-------- Document excerpt
Construct Binary Tree From Inorder And Preorder
Given preorder and inorder traversal of a tree, construct the binary tree.
Note: You may assume that duplicates do not exist in the tree.
Example :
Input :
Preorder : [1, 2, 3]
Inorder : [2, 1, 3]
Return :
1
/ \
2 3Method:
Use the index in inorder to determine size of left tree.
Solution:
Time: O(nlogn)
Space: O(n)
/**
* Definition for binary tree
* class TreeNode {
* int val;
* TreeNode left;
* TreeNode right;
* TreeNode(int x) {
* val = x;
* left=null;
* right=null;
* }
* }
*/
public class Solution {
public TreeNode buildTree(ArrayList<Integer> A, ArrayList<Integer> B) {
if (A.size() == 0 || B.size() == 0) return null;
Map<Integer, Integer> map = new HashMap<>();
for (int i = 0; i < B.size(); i ++) {
map.put(B.get(i), i);
}
int rootVal = A.get(0);
int rootInOrderIndex = map.get(rootVal);
TreeNode root = new TreeNode(rootVal);
root.left = buildTree(new ArrayList<>(A.subList(1, rootInOrderIndex + 1)), new ArrayList<>(B.subList(0, rootInOrderIndex)));
root.right = buildTree(new ArrayList<>(A.subList(rootInOrderIndex + 1, A.size())), new ArrayList<>(B.subList(rootInOrderIndex + 1, B.size())));
return root;
}
}
/**
* Definition for a binary tree node.
----------------
*Work to complete*
[a] Recast every line of the listing below as a JSON list of strings, one string per line, with blank lines and the pictures left out.
[b] Carry on the page about building a binary tree from preorder and inorder traversals, starting after its last line.
-------- Material
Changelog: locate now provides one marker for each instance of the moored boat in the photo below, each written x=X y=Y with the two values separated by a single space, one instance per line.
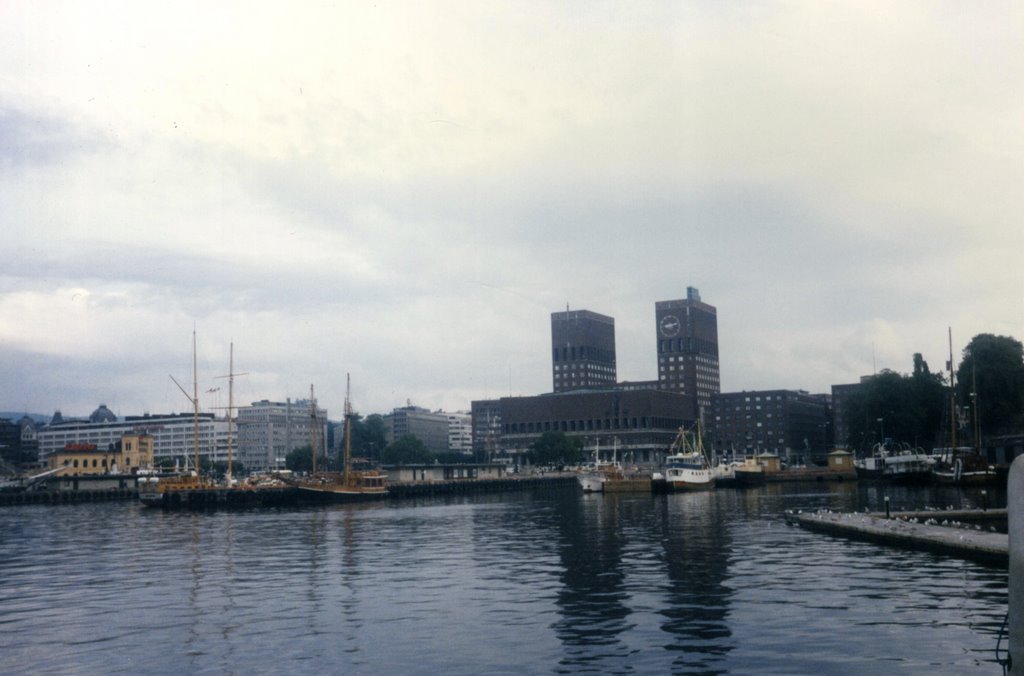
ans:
x=346 y=486
x=901 y=465
x=751 y=472
x=595 y=476
x=688 y=468
x=962 y=466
----------------
*Results for the exercise*
[a]
[
  "Changelog: locate now provides one marker for each instance of the moored boat in the photo below, each written x=X y=Y with the two values separated by a single space, one instance per line.",
  "ans:",
  "x=346 y=486",
  "x=901 y=465",
  "x=751 y=472",
  "x=595 y=476",
  "x=688 y=468",
  "x=962 y=466"
]

[b]
* public class TreeNode {
* int val;
* TreeNode left;
* TreeNode right;
* TreeNode() {}
* TreeNode(int val) { this.val = val; }
* TreeNode(int val, TreeNode left, TreeNode right) {
* this.val = val;
* this.left = left;
* this.right = right;
* }
* }
*/
class Solution {
public TreeNode buildTree(int[] preorder, int[] inorder) {
return pre(preorder, inorder);
}
private TreeNode pre(int[] preorder, int[] inorder) {
if (preorder.length == 0) {
return null;
}
Map<Integer, Integer> valToInOrderIndex = new HashMap();
for (int i = 0; i < inorder.length; i ++) {
valToInOrderIndex.put(inorder[i], i);
}
TreeNode root = new TreeNode(preorder[0]);
int inorderIndex = valToInOrderIndex.get(root.val);
root.left = pre(Arrays.copyOfRange(preorder, 1, 1 + inorderIndex), Arrays.copyOfRange(inorder, 0, inorderIndex));
root.right = pre(Arrays.copyOfRange(preorder, 1 + inorderIndex, preorder.length), Arrays.copyOfRange(inorder, inorderIndex + 1, inorder.length));
return root;
}
}
/**
* Definition for a binary tree node.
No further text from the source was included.